* Task brief *
Your task is to find every line in the records that holds the string "blonde" and copy it.
Top of Source material
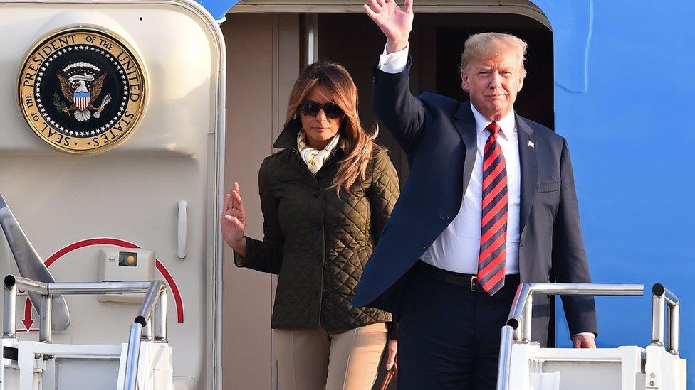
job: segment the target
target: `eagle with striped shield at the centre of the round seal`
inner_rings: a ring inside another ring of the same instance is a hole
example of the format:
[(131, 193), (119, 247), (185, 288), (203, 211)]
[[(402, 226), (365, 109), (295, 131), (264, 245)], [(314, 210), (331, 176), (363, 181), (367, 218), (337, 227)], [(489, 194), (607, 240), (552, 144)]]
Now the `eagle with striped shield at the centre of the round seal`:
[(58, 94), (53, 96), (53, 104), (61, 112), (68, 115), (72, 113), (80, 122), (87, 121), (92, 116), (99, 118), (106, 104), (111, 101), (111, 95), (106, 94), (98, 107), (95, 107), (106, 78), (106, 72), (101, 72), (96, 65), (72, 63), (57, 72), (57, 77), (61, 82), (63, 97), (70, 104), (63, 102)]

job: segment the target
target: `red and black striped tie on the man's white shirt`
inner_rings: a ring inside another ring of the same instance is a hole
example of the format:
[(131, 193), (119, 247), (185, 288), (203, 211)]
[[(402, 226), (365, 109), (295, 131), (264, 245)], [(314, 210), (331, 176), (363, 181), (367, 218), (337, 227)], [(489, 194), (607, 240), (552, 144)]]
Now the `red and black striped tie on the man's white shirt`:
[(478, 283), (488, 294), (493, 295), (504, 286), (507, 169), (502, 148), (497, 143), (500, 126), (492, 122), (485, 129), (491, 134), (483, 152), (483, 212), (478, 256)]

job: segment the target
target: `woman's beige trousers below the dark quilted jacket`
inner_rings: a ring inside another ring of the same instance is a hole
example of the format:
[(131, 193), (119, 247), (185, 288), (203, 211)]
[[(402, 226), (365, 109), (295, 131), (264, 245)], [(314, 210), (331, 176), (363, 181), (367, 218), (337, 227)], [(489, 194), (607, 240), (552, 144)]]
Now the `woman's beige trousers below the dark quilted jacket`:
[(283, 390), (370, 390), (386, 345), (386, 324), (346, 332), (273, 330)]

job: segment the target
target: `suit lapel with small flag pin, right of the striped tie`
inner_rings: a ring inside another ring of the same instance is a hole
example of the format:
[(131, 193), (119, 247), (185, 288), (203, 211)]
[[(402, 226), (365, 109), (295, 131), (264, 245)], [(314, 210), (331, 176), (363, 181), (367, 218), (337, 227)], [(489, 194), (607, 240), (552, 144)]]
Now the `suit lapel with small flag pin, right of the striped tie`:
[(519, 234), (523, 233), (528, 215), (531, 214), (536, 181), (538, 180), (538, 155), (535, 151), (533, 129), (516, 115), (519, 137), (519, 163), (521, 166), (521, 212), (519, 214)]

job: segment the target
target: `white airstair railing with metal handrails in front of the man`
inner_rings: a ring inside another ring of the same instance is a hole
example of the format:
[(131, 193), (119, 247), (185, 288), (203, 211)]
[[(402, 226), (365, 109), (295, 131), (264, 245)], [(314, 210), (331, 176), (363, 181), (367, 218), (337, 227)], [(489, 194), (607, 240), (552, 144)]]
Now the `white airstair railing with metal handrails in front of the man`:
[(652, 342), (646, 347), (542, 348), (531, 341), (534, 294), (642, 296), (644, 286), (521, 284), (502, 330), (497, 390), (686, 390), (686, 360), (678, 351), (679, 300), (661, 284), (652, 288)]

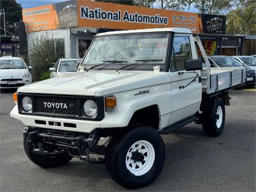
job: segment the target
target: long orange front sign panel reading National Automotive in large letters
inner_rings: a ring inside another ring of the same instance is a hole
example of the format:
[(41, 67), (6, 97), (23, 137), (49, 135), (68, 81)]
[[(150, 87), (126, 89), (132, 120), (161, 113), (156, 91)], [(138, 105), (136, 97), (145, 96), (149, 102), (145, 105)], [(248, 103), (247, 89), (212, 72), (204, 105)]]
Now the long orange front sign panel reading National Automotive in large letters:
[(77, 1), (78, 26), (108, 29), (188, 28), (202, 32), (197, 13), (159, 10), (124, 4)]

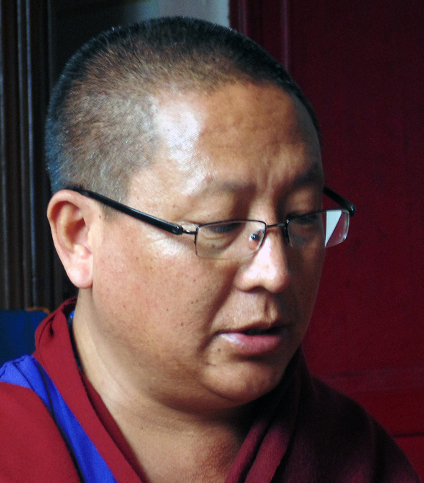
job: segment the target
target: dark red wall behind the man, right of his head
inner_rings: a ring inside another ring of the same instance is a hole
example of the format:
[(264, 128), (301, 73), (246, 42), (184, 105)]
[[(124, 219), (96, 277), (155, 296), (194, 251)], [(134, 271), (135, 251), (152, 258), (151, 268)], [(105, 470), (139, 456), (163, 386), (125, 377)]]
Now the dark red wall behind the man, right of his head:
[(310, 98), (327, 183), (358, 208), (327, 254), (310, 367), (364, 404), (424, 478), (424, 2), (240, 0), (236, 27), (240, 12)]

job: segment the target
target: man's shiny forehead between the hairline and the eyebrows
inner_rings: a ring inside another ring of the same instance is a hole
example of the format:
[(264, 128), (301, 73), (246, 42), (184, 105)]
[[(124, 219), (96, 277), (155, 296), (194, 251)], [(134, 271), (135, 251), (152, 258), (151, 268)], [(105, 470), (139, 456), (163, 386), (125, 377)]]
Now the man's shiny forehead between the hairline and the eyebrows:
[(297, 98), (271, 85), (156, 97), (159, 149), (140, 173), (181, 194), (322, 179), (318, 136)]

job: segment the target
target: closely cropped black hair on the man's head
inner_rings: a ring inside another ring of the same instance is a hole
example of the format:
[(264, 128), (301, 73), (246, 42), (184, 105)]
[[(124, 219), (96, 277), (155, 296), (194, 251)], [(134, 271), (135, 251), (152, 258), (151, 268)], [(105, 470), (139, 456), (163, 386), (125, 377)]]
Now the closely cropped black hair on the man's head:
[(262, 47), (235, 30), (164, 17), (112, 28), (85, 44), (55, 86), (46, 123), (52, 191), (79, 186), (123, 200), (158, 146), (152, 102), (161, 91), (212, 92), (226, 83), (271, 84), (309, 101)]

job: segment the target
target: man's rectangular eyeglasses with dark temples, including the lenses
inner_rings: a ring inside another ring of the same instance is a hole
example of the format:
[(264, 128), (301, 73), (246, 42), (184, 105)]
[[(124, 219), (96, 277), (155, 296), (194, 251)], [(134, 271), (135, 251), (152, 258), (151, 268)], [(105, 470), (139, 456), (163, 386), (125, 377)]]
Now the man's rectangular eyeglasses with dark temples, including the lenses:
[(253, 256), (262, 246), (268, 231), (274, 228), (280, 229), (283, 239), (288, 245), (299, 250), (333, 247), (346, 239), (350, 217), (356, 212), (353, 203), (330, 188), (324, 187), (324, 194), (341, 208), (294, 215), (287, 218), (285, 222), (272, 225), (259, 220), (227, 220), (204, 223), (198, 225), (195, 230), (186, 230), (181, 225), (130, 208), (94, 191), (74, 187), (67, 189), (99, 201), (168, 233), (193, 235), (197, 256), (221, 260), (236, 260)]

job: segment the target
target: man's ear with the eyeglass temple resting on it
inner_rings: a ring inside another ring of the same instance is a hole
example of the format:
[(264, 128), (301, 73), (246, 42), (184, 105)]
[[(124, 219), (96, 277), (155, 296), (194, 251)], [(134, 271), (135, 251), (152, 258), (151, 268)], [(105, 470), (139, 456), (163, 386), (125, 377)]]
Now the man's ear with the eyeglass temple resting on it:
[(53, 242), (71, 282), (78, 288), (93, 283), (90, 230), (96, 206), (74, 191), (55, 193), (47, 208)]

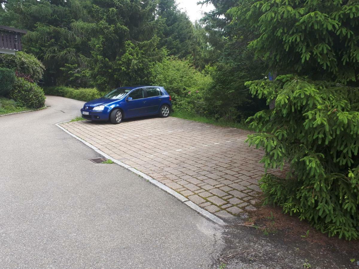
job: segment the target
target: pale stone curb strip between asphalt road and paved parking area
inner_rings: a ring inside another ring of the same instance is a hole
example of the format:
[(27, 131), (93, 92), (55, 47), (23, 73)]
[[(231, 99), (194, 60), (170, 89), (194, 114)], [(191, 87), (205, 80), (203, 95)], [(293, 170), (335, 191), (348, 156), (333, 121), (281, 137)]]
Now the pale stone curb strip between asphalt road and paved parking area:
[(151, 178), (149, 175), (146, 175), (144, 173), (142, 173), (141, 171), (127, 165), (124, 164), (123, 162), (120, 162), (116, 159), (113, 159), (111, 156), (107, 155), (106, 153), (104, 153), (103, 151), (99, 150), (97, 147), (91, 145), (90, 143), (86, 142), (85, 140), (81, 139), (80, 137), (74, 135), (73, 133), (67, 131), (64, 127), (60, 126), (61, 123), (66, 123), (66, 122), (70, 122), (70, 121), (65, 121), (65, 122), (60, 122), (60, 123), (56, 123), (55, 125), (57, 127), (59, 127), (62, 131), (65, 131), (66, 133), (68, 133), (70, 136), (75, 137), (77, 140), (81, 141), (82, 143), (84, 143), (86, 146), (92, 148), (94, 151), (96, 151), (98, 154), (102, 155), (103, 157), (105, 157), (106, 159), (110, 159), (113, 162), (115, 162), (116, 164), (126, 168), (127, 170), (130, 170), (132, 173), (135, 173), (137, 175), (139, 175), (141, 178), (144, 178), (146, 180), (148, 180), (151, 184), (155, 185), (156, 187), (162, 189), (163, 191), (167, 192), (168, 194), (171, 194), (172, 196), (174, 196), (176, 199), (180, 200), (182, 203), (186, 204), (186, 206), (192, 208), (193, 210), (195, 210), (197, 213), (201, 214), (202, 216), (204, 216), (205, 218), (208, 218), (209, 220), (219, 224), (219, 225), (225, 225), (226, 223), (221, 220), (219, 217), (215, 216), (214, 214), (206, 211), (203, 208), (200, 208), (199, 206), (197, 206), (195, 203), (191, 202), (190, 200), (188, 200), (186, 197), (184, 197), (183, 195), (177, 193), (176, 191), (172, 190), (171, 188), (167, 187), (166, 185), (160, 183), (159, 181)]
Bottom of Source material
Top of Source material
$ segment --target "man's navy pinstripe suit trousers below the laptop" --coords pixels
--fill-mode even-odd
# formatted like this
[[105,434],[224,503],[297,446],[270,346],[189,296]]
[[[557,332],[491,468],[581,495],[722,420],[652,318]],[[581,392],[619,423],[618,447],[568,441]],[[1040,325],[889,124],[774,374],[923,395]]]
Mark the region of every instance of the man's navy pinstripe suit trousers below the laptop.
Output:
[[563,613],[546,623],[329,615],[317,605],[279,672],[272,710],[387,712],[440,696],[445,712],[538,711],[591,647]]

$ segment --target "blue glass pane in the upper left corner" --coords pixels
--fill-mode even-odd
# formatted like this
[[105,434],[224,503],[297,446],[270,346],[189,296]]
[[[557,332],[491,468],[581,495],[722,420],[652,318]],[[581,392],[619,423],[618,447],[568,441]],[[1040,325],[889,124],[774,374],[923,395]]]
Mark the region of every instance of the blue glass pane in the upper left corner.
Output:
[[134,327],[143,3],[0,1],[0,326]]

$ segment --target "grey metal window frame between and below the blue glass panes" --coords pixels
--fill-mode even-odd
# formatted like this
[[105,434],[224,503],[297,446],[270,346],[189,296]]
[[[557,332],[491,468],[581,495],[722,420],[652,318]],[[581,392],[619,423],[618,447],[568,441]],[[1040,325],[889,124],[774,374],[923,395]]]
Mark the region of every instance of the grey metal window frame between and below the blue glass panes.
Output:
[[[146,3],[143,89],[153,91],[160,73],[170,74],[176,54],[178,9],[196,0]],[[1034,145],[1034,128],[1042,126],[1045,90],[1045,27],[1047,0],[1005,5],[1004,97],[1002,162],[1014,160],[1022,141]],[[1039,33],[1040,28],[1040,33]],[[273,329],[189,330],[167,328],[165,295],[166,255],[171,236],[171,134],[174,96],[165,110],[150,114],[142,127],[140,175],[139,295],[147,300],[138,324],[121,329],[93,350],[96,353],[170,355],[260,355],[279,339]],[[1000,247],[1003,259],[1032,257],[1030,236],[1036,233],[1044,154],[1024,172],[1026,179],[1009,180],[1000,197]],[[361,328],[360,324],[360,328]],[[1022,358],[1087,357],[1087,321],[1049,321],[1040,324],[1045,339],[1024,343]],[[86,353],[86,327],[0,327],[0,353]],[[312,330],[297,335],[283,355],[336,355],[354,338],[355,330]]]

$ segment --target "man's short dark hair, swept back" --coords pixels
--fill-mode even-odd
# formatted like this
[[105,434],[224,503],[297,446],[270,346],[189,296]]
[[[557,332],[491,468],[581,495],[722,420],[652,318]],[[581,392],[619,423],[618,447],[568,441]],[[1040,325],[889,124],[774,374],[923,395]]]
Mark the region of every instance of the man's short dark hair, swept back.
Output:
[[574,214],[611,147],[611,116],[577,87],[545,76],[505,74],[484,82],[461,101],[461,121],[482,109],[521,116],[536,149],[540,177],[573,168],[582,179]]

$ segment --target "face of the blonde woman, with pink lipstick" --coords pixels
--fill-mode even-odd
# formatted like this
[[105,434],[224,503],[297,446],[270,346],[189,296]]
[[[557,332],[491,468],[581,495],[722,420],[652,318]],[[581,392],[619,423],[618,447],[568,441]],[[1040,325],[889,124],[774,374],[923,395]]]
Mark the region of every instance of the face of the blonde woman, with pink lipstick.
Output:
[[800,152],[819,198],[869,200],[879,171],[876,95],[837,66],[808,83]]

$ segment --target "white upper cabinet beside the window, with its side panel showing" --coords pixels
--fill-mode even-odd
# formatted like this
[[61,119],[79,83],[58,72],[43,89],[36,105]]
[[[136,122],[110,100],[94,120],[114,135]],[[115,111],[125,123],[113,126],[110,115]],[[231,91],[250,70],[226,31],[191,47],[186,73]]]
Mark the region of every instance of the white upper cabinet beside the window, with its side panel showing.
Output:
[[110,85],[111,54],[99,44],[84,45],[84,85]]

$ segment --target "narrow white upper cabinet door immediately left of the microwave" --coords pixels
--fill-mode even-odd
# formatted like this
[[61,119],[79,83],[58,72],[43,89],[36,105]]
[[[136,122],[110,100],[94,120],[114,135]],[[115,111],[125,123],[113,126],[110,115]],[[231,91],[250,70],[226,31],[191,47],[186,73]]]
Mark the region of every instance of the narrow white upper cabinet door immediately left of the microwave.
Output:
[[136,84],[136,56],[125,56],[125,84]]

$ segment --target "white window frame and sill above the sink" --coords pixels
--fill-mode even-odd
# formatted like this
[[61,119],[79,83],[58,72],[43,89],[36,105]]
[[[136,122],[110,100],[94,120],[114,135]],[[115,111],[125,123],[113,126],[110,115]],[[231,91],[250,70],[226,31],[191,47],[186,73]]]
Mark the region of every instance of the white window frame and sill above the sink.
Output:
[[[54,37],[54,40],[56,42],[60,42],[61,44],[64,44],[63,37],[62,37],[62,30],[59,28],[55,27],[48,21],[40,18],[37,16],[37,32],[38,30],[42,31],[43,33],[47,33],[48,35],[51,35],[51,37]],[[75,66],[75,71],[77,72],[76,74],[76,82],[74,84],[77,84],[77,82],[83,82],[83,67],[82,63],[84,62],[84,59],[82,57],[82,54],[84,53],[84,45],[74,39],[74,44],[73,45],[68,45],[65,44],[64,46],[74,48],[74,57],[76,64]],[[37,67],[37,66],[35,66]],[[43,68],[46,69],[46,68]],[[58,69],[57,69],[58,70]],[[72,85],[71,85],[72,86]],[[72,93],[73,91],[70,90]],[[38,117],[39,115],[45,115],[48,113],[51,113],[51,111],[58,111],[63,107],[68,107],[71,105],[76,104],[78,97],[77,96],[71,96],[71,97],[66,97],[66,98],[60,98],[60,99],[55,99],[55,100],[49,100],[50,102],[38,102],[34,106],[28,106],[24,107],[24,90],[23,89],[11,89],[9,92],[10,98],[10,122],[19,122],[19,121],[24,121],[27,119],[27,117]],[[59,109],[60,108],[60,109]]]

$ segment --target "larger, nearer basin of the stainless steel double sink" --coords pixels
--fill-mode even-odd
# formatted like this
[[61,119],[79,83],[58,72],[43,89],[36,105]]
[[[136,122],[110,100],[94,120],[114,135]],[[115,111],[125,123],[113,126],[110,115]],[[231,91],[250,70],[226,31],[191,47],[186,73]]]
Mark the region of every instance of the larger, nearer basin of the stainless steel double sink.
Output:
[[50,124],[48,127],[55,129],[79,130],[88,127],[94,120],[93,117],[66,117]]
Bottom of Source material
* Output for this task *
$ segment --target "face of the blonde woman, with pink lipstick" --coords pixels
Mark the region of every instance of the face of the blonde woman, with pink lipstick.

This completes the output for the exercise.